EXCERPTED PASSAGE |
------------------------------------------------------------
2. Descriptive methods – they try to draw patterns (correlations, data trends, clusters, anomalies, etc.) from the received input values, which can describe the relationships between the received data. These methods are designed to characterize, in a general sense, the properties of the input data (discover patterns and relationships, properly group the data, and detect characteristic anomalies); however, in order to draw specific conclusions, additional work needs to be done to prepare data and visualize it properly. Techniques include:
- Discovering Associations – the technique of discovering patterns that describe strongly related features between items in a set of data. An example could be finding groups of genes that have similar properties, or analyzing a customer’s basket to plan the distribution of products (e.g., so that a customer who is buying bread passes by the butter shelf on his way to the cash register).
Examples of algorithms: Apriori, ECLAT
- Clustering technique – creates a finite number of collections, categories that are created on the basis of data and similar features. The number of such categories is due to the similarity of the data. It can be used, for example, in team sports to check for similarities between players from a given team, so you can have a basis for creating new tactics before the next game.
Examples of algorithms: K-means clustering, BIRCH (Balanced Iterative Reducing and Clustering using Hierarchies)
- Detection of changes and deviations – a technique that looks for fragments of a data set that differ significantly from the rest. Such fragments are defined as anomalies or outliers. These techniques are characterized by a high detection rate and a low false rate. They are used, for example, in AML (Anti Money Laundering) and for monitoring changes in the ecosystem.
Examples of algorithms: the K-NN algorithm, Bayesian networks, and hidden Markov models (HMM).
Which model to choose and how to effectively explore the data?
The answer to that question is, of course, “it depends”.
Data mining is only part of the whole KDD chain, and we can see from the previous part of the article how extensive the topic is. Everything that happened with the data along the way will have an impact on our decisions. However, there are certain patterns that can be followed. If we know that our results are to be discrete, we will use classifiers; if they are to be numerical results, different ones – we will use regression prediction techniques. However, if we have no expectations or they are general in relation to our data and we want to learn something from them, we will use descriptive techniques.
------------------------------------------------------------
INFORMATION |
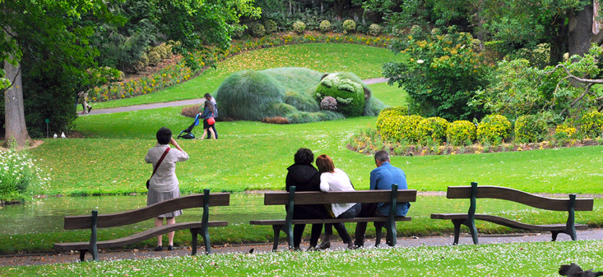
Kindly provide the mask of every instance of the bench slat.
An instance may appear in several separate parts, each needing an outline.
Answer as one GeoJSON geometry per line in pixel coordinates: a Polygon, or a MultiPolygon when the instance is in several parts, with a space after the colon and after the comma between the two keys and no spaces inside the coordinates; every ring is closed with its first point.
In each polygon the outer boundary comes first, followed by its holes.
{"type": "MultiPolygon", "coordinates": [[[[324,204],[337,203],[380,203],[389,202],[391,190],[295,192],[296,205],[324,204]]],[[[399,190],[398,202],[414,202],[417,200],[417,190],[399,190]]],[[[265,205],[286,205],[289,204],[289,193],[270,192],[264,195],[265,205]]]]}
{"type": "MultiPolygon", "coordinates": [[[[471,186],[449,186],[446,192],[448,199],[469,199],[471,197],[471,186]]],[[[492,186],[478,186],[475,198],[493,198],[521,203],[534,208],[550,211],[567,211],[570,200],[534,195],[513,188],[492,186]]],[[[576,199],[575,211],[593,211],[592,198],[576,199]]]]}
{"type": "MultiPolygon", "coordinates": [[[[467,217],[468,216],[466,213],[433,213],[431,215],[431,218],[433,220],[466,220],[467,217]]],[[[525,230],[565,231],[567,227],[566,224],[542,225],[528,224],[511,220],[508,218],[491,215],[475,214],[475,219],[496,223],[509,228],[525,230]]],[[[578,230],[586,230],[588,228],[588,226],[586,224],[575,224],[575,226],[576,229],[578,230]]]]}
{"type": "MultiPolygon", "coordinates": [[[[411,221],[410,217],[396,217],[396,221],[411,221]]],[[[326,220],[293,220],[292,224],[311,224],[314,223],[340,223],[340,222],[385,222],[387,217],[353,217],[353,218],[329,218],[326,220]]],[[[282,225],[286,220],[251,220],[252,225],[282,225]]]]}
{"type": "MultiPolygon", "coordinates": [[[[202,226],[202,222],[182,222],[175,224],[164,225],[160,227],[155,227],[146,230],[128,237],[97,242],[96,245],[98,248],[121,247],[153,238],[159,235],[168,233],[173,231],[201,228],[202,226]]],[[[225,221],[211,221],[208,222],[209,227],[222,227],[226,226],[228,226],[228,222],[225,221]]],[[[89,242],[55,243],[54,244],[54,248],[60,251],[88,249],[89,247],[89,242]]]]}
{"type": "MultiPolygon", "coordinates": [[[[98,228],[114,227],[140,222],[166,213],[191,208],[203,207],[203,195],[183,196],[164,201],[149,206],[123,213],[99,215],[97,219],[98,228]]],[[[212,193],[209,195],[209,206],[228,206],[229,193],[212,193]]],[[[66,216],[65,230],[90,229],[92,224],[91,215],[66,216]]]]}

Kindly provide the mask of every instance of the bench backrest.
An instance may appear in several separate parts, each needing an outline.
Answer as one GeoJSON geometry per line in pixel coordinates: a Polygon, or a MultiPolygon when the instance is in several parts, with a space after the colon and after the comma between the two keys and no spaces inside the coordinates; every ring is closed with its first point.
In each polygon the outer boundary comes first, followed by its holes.
{"type": "MultiPolygon", "coordinates": [[[[140,222],[174,211],[200,208],[205,206],[205,195],[193,195],[166,200],[151,206],[128,211],[126,212],[98,215],[96,226],[98,228],[114,227],[140,222]]],[[[208,206],[228,206],[230,203],[229,193],[209,194],[208,206]]],[[[65,230],[87,229],[92,225],[92,215],[76,215],[65,217],[65,230]]]]}
{"type": "MultiPolygon", "coordinates": [[[[448,199],[470,199],[471,198],[471,186],[449,186],[446,197],[448,199]]],[[[569,199],[545,197],[513,188],[491,186],[478,186],[475,198],[509,200],[534,208],[561,211],[568,211],[570,201],[569,199]]],[[[593,211],[593,202],[592,198],[576,199],[574,210],[593,211]]]]}
{"type": "MultiPolygon", "coordinates": [[[[331,191],[329,193],[296,192],[296,205],[324,204],[337,203],[382,203],[391,201],[392,190],[331,191]]],[[[417,190],[399,190],[397,202],[417,201],[417,190]]],[[[264,205],[286,205],[289,204],[289,193],[270,192],[264,195],[264,205]]]]}

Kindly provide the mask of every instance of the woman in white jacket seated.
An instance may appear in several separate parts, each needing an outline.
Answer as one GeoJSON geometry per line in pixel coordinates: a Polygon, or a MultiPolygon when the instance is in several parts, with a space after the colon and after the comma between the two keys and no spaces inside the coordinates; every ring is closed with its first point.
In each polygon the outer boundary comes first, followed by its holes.
{"type": "MultiPolygon", "coordinates": [[[[350,191],[354,190],[347,175],[339,168],[335,168],[333,160],[327,155],[322,154],[316,158],[316,167],[320,172],[320,190],[322,191],[350,191]]],[[[358,203],[338,203],[331,204],[331,209],[328,211],[333,218],[352,218],[356,217],[360,213],[361,206],[358,203]]],[[[329,210],[329,209],[328,209],[329,210]]],[[[333,235],[333,229],[335,229],[341,237],[343,242],[348,245],[348,248],[355,248],[351,238],[345,229],[343,223],[334,224],[324,224],[324,239],[318,247],[320,249],[331,247],[331,235],[333,235]]]]}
------------------------------------------------------------
TASK OBJECTIVE |
Continue the excerpt on data mining methods from its final sentence, in the same technical style.

WRITTEN RESPONSE |
Also read: Data storytelling in Microsoft Power BI
Application of a data mining algorithm
We have determined what method/technique to use – now we need to answer the question of which algorithm to apply to create a data model. Well, there’s no definite answer. Personally, I have come across an approach in which we choose the algorithms that we comprehend – and which we know will “understand” our data the best – and then compare them. However, if there is no chance to try out several solutions, the production conditions do not allow it or there are other limitations, the experience of the developer or the team that implements these solutions will decide.
Why use data mining?
Data mining is an extensive area that fits into the currently important trend related to Big Data, Data Science, and building a data-driven organization. In fact, a separate article on each of the above-mentioned algorithms could be created. Companies that want to be data-driven collect data and invest in data analytics tools such as Microsoft Power BI, Tableau, or Qlik Sense, which are used to visualize the conclusions received by the methods which I have described in a form that is comprehensible to everyone. Such solutions help to find trends and hidden relationships between data from different data sources, extract the potential and turn raw data into useful information allowing us to make accurate decisions. Many companies use them not only to analyze historical data but also to make forecasts, and thereby, for example, increase sales.